Rows of box annotation data
· · · · · · ·
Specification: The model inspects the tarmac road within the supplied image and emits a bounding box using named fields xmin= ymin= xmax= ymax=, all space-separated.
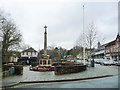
xmin=10 ymin=75 xmax=120 ymax=90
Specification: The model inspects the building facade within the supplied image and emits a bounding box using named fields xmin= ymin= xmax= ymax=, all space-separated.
xmin=19 ymin=47 xmax=38 ymax=65
xmin=94 ymin=42 xmax=106 ymax=59
xmin=105 ymin=34 xmax=120 ymax=60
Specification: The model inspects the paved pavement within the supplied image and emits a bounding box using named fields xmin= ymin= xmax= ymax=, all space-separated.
xmin=2 ymin=65 xmax=118 ymax=86
xmin=12 ymin=76 xmax=118 ymax=88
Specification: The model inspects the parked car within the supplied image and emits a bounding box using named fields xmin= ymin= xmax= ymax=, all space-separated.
xmin=100 ymin=59 xmax=115 ymax=66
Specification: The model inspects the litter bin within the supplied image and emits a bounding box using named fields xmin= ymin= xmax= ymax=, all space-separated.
xmin=9 ymin=67 xmax=15 ymax=75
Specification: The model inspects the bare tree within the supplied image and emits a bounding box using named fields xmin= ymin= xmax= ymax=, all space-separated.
xmin=76 ymin=23 xmax=103 ymax=61
xmin=0 ymin=12 xmax=22 ymax=62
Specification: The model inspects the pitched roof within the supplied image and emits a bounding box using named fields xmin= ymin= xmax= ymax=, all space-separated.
xmin=22 ymin=47 xmax=37 ymax=52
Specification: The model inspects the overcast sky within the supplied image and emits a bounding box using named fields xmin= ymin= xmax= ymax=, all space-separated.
xmin=0 ymin=0 xmax=118 ymax=50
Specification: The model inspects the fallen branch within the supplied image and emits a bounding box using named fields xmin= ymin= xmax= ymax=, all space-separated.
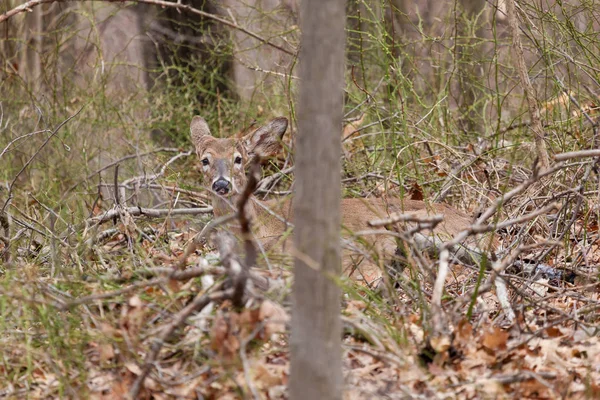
xmin=368 ymin=213 xmax=444 ymax=228
xmin=87 ymin=207 xmax=212 ymax=224
xmin=129 ymin=285 xmax=233 ymax=399
xmin=505 ymin=0 xmax=550 ymax=169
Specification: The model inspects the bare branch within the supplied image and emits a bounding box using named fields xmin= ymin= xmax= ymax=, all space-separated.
xmin=0 ymin=0 xmax=296 ymax=56
xmin=88 ymin=207 xmax=212 ymax=224
xmin=506 ymin=0 xmax=550 ymax=169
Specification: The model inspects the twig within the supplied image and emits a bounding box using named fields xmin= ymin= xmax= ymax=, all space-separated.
xmin=87 ymin=207 xmax=212 ymax=224
xmin=129 ymin=285 xmax=233 ymax=399
xmin=0 ymin=0 xmax=296 ymax=56
xmin=431 ymin=249 xmax=450 ymax=342
xmin=173 ymin=213 xmax=237 ymax=271
xmin=368 ymin=213 xmax=444 ymax=228
xmin=58 ymin=277 xmax=168 ymax=310
xmin=123 ymin=151 xmax=193 ymax=186
xmin=65 ymin=147 xmax=186 ymax=194
xmin=0 ymin=105 xmax=85 ymax=214
xmin=554 ymin=149 xmax=600 ymax=161
xmin=505 ymin=0 xmax=550 ymax=169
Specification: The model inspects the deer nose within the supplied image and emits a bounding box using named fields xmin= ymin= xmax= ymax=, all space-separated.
xmin=213 ymin=178 xmax=231 ymax=196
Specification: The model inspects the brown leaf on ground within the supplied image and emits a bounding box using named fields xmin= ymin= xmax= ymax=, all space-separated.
xmin=481 ymin=326 xmax=510 ymax=351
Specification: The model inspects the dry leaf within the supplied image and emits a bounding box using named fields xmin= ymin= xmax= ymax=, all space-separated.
xmin=481 ymin=326 xmax=510 ymax=351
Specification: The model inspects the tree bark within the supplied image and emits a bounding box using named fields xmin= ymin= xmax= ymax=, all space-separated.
xmin=289 ymin=0 xmax=345 ymax=400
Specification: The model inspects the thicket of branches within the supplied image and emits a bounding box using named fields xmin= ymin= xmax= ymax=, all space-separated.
xmin=0 ymin=0 xmax=600 ymax=398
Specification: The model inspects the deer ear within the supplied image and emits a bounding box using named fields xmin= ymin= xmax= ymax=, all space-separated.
xmin=190 ymin=115 xmax=211 ymax=149
xmin=243 ymin=117 xmax=288 ymax=158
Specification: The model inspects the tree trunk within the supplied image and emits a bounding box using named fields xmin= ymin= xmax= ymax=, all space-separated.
xmin=289 ymin=0 xmax=345 ymax=400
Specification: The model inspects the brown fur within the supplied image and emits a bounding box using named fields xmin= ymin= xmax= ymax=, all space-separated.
xmin=191 ymin=117 xmax=490 ymax=283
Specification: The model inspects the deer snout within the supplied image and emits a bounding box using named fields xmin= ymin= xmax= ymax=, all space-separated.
xmin=213 ymin=178 xmax=231 ymax=196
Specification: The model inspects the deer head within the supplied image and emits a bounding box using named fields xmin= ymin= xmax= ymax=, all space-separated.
xmin=190 ymin=116 xmax=288 ymax=210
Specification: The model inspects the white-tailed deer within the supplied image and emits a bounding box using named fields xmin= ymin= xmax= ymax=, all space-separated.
xmin=190 ymin=116 xmax=490 ymax=283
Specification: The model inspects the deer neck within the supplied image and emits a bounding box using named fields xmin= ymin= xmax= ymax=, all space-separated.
xmin=212 ymin=196 xmax=257 ymax=228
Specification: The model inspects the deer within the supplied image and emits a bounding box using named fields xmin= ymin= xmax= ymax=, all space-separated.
xmin=190 ymin=116 xmax=492 ymax=285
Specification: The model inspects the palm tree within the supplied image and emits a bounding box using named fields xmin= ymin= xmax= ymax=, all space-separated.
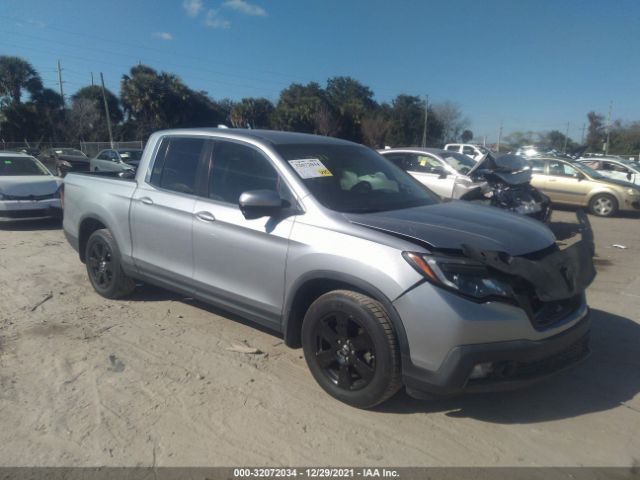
xmin=0 ymin=55 xmax=42 ymax=105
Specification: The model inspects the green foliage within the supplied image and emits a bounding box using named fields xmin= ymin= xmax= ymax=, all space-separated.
xmin=120 ymin=65 xmax=224 ymax=138
xmin=0 ymin=55 xmax=42 ymax=105
xmin=229 ymin=98 xmax=275 ymax=128
xmin=272 ymin=82 xmax=331 ymax=133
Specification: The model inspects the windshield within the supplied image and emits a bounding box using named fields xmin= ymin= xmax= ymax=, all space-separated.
xmin=275 ymin=144 xmax=438 ymax=213
xmin=0 ymin=157 xmax=49 ymax=176
xmin=441 ymin=152 xmax=476 ymax=175
xmin=118 ymin=150 xmax=142 ymax=162
xmin=55 ymin=148 xmax=86 ymax=157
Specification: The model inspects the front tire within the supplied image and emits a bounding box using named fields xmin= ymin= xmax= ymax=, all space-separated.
xmin=589 ymin=193 xmax=618 ymax=217
xmin=85 ymin=228 xmax=136 ymax=298
xmin=302 ymin=290 xmax=402 ymax=408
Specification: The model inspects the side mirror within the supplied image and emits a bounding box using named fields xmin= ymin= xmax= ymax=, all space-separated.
xmin=238 ymin=190 xmax=288 ymax=220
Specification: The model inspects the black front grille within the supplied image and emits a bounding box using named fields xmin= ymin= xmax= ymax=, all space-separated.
xmin=468 ymin=334 xmax=590 ymax=386
xmin=512 ymin=336 xmax=589 ymax=379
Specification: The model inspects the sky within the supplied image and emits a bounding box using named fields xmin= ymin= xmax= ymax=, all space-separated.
xmin=0 ymin=0 xmax=640 ymax=142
· · · · · · ·
§ Exercise brief
Retype every line of the records above exactly as they appear, omitting the pictures.

§ The response
Specification: The model inspects the tarmac road within the supplied image and emits a bounding box using named fields xmin= ymin= xmax= ymax=, all space-separated.
xmin=10 ymin=75 xmax=120 ymax=90
Specification: The model inspects the building facade within the supplied image and emits a bounding box using named fields xmin= ymin= xmax= ymax=, all space-separated.
xmin=19 ymin=47 xmax=38 ymax=65
xmin=94 ymin=42 xmax=106 ymax=59
xmin=105 ymin=34 xmax=120 ymax=60
Specification: The model inspects the paved pavement within the supplied image and emits a bounding box using named fields xmin= ymin= xmax= ymax=, all space-separated.
xmin=2 ymin=65 xmax=118 ymax=86
xmin=12 ymin=76 xmax=118 ymax=88
Specification: The model inspects the parked car within the supplied image and emits a bounding box using named fields xmin= ymin= xmax= ymax=, all space-separated.
xmin=100 ymin=59 xmax=115 ymax=66
Specification: The model inspects the litter bin within the supplied image and emits a bounding box using named fields xmin= ymin= xmax= ymax=, all space-separated.
xmin=9 ymin=67 xmax=15 ymax=75
Specification: The model inspects the bare tree within the supplied image and emits a bounding box using named fields xmin= ymin= xmax= ymax=, all space-separated.
xmin=76 ymin=23 xmax=103 ymax=61
xmin=0 ymin=12 xmax=22 ymax=62
Specification: The model inspects the pitched roof within the supplied image and emits a bounding box using named fields xmin= ymin= xmax= ymax=, all space-separated.
xmin=22 ymin=47 xmax=37 ymax=52
Specification: The model inspects the overcast sky within the supplied image and emits a bounding box using named fields xmin= ymin= xmax= ymax=, all space-separated.
xmin=0 ymin=0 xmax=118 ymax=50
Specification: The model inspects the fallen branch within the supplied image and emits a bounding box using named fields xmin= ymin= xmax= ymax=, all space-separated.
xmin=368 ymin=213 xmax=444 ymax=228
xmin=87 ymin=207 xmax=212 ymax=224
xmin=129 ymin=285 xmax=233 ymax=399
xmin=505 ymin=0 xmax=550 ymax=169
Specification: The model inspects the bare branch within the supplied image and emits a bounding box using named fields xmin= ymin= xmax= ymax=, all space-separated.
xmin=0 ymin=0 xmax=296 ymax=56
xmin=88 ymin=207 xmax=212 ymax=224
xmin=506 ymin=0 xmax=550 ymax=169
Specification: The model inspects the twig within the supplied image and emits a bounding box using named fields xmin= ymin= xmax= ymax=, all space-separated.
xmin=87 ymin=207 xmax=212 ymax=224
xmin=129 ymin=285 xmax=233 ymax=399
xmin=0 ymin=0 xmax=296 ymax=56
xmin=431 ymin=249 xmax=450 ymax=342
xmin=173 ymin=213 xmax=237 ymax=271
xmin=368 ymin=213 xmax=444 ymax=228
xmin=58 ymin=277 xmax=168 ymax=310
xmin=123 ymin=151 xmax=193 ymax=186
xmin=65 ymin=147 xmax=186 ymax=194
xmin=0 ymin=105 xmax=85 ymax=214
xmin=554 ymin=149 xmax=600 ymax=161
xmin=505 ymin=0 xmax=550 ymax=169
Specification: The model inspects the deer nose within the supplied image and emits a bounding box using named fields xmin= ymin= xmax= ymax=, all space-separated.
xmin=213 ymin=178 xmax=231 ymax=196
Specification: The model inspects the brown leaf on ground within the supplied image and emits a bounding box using named fields xmin= ymin= xmax= ymax=, all space-separated.
xmin=481 ymin=326 xmax=510 ymax=351
Specification: The model inspects the dry leaf within the supplied image and emits a bounding box using named fields xmin= ymin= xmax= ymax=, all space-separated.
xmin=481 ymin=326 xmax=510 ymax=351
Specification: The model inspects the tree bark within the supplied image and emits a bounding box using named fields xmin= ymin= xmax= ymax=, all space-separated.
xmin=289 ymin=0 xmax=345 ymax=400
Specification: The model inspects the thicket of branches within the supplied image and emits a bounding box using named fields xmin= ymin= xmax= ymax=, all space-separated.
xmin=0 ymin=0 xmax=600 ymax=398
Specification: The model inspects the deer ear within the supplied image and emits a bounding box using named fields xmin= ymin= xmax= ymax=, all space-separated.
xmin=190 ymin=115 xmax=211 ymax=149
xmin=243 ymin=117 xmax=288 ymax=158
Specification: The model inspects the tree trunk within the supplied image and emits a bounding box using named fields xmin= ymin= xmax= ymax=, all space-separated.
xmin=289 ymin=0 xmax=345 ymax=400
Specification: The model inspects the brown fur within the supplied image and emits a bounding box using named fields xmin= ymin= xmax= ymax=, all space-separated.
xmin=191 ymin=117 xmax=490 ymax=283
Specification: The model inspects the deer snout within the supplied image and emits a bounding box using named fields xmin= ymin= xmax= ymax=, all space-separated.
xmin=213 ymin=178 xmax=231 ymax=196
Specification: The model inspects the deer head within the supplied image and emits a bounding box using named fields xmin= ymin= xmax= ymax=, all space-separated.
xmin=190 ymin=116 xmax=288 ymax=210
Specification: The model inspects the white-tailed deer within the supplied image and emits a bounding box using named fields xmin= ymin= xmax= ymax=, all space-separated.
xmin=190 ymin=116 xmax=490 ymax=283
Specification: The model inspects the deer neck within the supplied image and emits a bounding box using named fields xmin= ymin= xmax= ymax=, all space-separated.
xmin=212 ymin=196 xmax=257 ymax=228
Specification: The model inspects the deer within the supplied image and emits a bounding box using named fields xmin= ymin= xmax= ymax=, all space-separated.
xmin=190 ymin=116 xmax=492 ymax=285
Specification: The model inspects the palm tree within the supplied image and emits a bounding box using named fields xmin= ymin= xmax= ymax=, all space-separated.
xmin=0 ymin=55 xmax=42 ymax=105
Specification: The model inspects the green foliage within the supplied image and emits a bounding box using named fields xmin= ymin= xmax= ymax=, all space-separated.
xmin=120 ymin=65 xmax=224 ymax=138
xmin=0 ymin=55 xmax=42 ymax=105
xmin=229 ymin=98 xmax=275 ymax=128
xmin=272 ymin=82 xmax=331 ymax=133
Specification: The model inspects the windshield within the supplied image and emits a bounding box using named fields xmin= ymin= xmax= ymax=, all space-separated.
xmin=275 ymin=144 xmax=438 ymax=213
xmin=0 ymin=157 xmax=49 ymax=176
xmin=441 ymin=152 xmax=476 ymax=175
xmin=118 ymin=150 xmax=142 ymax=162
xmin=55 ymin=148 xmax=86 ymax=157
Specification: The model inspects the front tire within the supplied image and emits a bounding box using named fields xmin= ymin= xmax= ymax=, all space-separated.
xmin=589 ymin=193 xmax=618 ymax=217
xmin=85 ymin=228 xmax=136 ymax=298
xmin=302 ymin=290 xmax=402 ymax=408
Specification: The model inspects the side mirror within the supplied image and emits a bounding box using named fields xmin= ymin= xmax= ymax=, all space-separated.
xmin=238 ymin=190 xmax=288 ymax=220
Specification: The model inspects the black front grille within the supplied image and emits a bounding box using named fields xmin= ymin= xmax= ymax=, all space-separated.
xmin=468 ymin=334 xmax=590 ymax=386
xmin=512 ymin=336 xmax=589 ymax=379
Specification: The model inspects the sky within the supplied image and emits a bounding box using named fields xmin= ymin= xmax= ymax=, all space-separated.
xmin=0 ymin=0 xmax=640 ymax=142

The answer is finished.